For each line below with the word "point", write out a copy.
** Opening Records for this task block **
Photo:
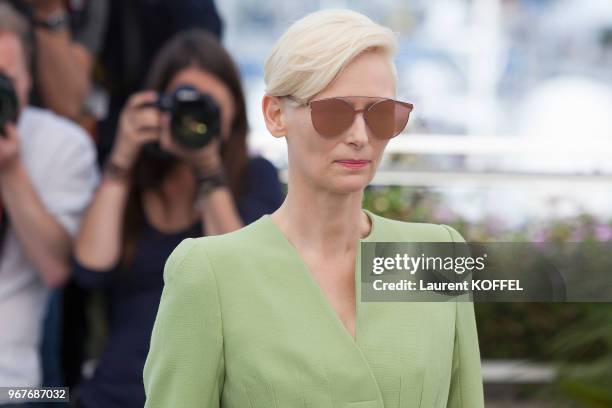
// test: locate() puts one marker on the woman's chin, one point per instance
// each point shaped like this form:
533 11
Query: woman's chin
350 184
** Closing Records for this task block **
- Response below -
// test: locate() puts one marker on the woman's chin, one point per instance
// each point shaped like this form:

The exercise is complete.